» Task statement:
Count how many lines of the data include the string "image", then say that number and stop.

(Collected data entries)

——————————

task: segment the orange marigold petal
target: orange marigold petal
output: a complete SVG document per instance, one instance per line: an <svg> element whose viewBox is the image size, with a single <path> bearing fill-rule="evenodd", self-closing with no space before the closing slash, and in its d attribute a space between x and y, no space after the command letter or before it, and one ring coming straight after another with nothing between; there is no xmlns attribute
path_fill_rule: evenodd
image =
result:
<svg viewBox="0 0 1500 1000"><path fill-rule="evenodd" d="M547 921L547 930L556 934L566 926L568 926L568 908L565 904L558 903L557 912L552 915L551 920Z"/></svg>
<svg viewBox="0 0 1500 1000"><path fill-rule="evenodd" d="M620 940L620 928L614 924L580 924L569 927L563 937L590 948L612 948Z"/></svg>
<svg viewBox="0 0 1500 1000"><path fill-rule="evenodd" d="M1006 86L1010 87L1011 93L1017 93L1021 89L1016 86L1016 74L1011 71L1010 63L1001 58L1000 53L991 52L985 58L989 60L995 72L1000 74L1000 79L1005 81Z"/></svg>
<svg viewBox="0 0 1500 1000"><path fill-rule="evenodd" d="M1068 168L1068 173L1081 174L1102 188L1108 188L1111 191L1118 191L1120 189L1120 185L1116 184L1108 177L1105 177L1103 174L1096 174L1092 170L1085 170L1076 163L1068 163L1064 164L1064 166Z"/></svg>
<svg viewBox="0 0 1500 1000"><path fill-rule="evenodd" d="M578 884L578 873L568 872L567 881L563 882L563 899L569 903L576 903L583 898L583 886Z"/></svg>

——————————

» Output:
2